Job - Transcribe the following forum thread about moving to the Philippines in full, word for word, keeping its headings, spelling, punctuation and line breaks unchanged.

# Moving to Philippines



## RichB66 (Jun 22, 2014)

I have been married to my Filipina wife for 20 years..We are in our late forties now, and spent time living in the UK, NZ and now Australia, where we have been for 4 years now. We recently went over to Iba , Zambales, Phils to see the wifes family after 7 years..I enjoyed it there and we are now thinking of relocating there....The main reason is for taxation purposes, as most of my work is contract work in SE Asia and no work in Australia, but Iam paying full Australian taxes with no superanuation, and with the recent budget here in Australia wouldnt even receive a pension until we are 70, so whats the point in remaining in Australia and paying huge taxes, if we can live in Philippines and pay no tax, and also alot cheaper lifestyle than Oz...My plan would be to save all the money I pay in tax in Australia for our retirement when we are 60 as opposed to 70 or more in Oz...It makes financial sense to me....Any others here in a similar situation.


----------



## M.C.A. (Feb 24, 2013)

Sounds like you enjoyed your stay in the Philippines so I'm sure there's other reasons that you and your wife want to stay here. 

Have you thought about buying a condo/home or building a structure on family land? I feel in 20 years that the price you will pay for accommodations will keep climbing so you'll need a spot you can call your own and paid off.


----------



## jon1 (Mar 18, 2012)

Information given -

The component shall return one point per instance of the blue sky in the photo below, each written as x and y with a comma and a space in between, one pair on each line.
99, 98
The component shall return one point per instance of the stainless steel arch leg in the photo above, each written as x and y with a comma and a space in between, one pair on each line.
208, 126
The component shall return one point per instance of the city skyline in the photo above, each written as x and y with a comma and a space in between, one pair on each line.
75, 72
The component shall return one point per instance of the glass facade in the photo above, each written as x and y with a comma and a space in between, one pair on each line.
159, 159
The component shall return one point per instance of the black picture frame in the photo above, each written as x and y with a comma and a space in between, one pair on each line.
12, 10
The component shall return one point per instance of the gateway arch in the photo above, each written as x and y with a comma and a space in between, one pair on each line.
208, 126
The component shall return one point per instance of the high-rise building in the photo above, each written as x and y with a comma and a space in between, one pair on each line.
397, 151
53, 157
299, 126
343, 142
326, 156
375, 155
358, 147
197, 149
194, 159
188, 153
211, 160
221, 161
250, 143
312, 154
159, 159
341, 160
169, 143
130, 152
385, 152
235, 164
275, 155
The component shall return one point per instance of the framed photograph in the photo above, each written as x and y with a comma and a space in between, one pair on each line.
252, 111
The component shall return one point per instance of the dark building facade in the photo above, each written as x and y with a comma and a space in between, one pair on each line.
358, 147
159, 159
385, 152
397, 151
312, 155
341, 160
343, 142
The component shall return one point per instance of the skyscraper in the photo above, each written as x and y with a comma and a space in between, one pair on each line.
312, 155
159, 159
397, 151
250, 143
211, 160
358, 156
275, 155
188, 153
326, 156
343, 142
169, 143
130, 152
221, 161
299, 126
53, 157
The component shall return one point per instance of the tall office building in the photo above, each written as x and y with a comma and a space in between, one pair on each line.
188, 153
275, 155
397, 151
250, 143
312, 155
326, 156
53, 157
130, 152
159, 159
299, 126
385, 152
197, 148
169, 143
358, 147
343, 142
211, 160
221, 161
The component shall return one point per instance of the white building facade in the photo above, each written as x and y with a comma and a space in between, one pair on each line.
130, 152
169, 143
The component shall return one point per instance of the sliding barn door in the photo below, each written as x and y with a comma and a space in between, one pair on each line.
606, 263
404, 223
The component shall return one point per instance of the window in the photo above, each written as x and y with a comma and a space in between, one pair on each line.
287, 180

Correct output -
# Moving to Philippines



## RichB66 (Jun 22, 2014)

I have been married to my Filipina wife for 20 years..We are in our late forties now, and spent time living in the UK, NZ and now Australia, where we have been for 4 years now. We recently went over to Iba , Zambales, Phils to see the wifes family after 7 years..I enjoyed it there and we are now thinking of relocating there....The main reason is for taxation purposes, as most of my work is contract work in SE Asia and no work in Australia, but Iam paying full Australian taxes with no superanuation, and with the recent budget here in Australia wouldnt even receive a pension until we are 70, so whats the point in remaining in Australia and paying huge taxes, if we can live in Philippines and pay no tax, and also alot cheaper lifestyle than Oz...My plan would be to save all the money I pay in tax in Australia for our retirement when we are 60 as opposed to 70 or more in Oz...It makes financial sense to me....Any others here in a similar situation.


----------



## M.C.A. (Feb 24, 2013)

Sounds like you enjoyed your stay in the Philippines so I'm sure there's other reasons that you and your wife want to stay here. 

Have you thought about buying a condo/home or building a structure on family land? I feel in 20 years that the price you will pay for accommodations will keep climbing so you'll need a spot you can call your own and paid off.


----------



## jon1 (Mar 18, 2012)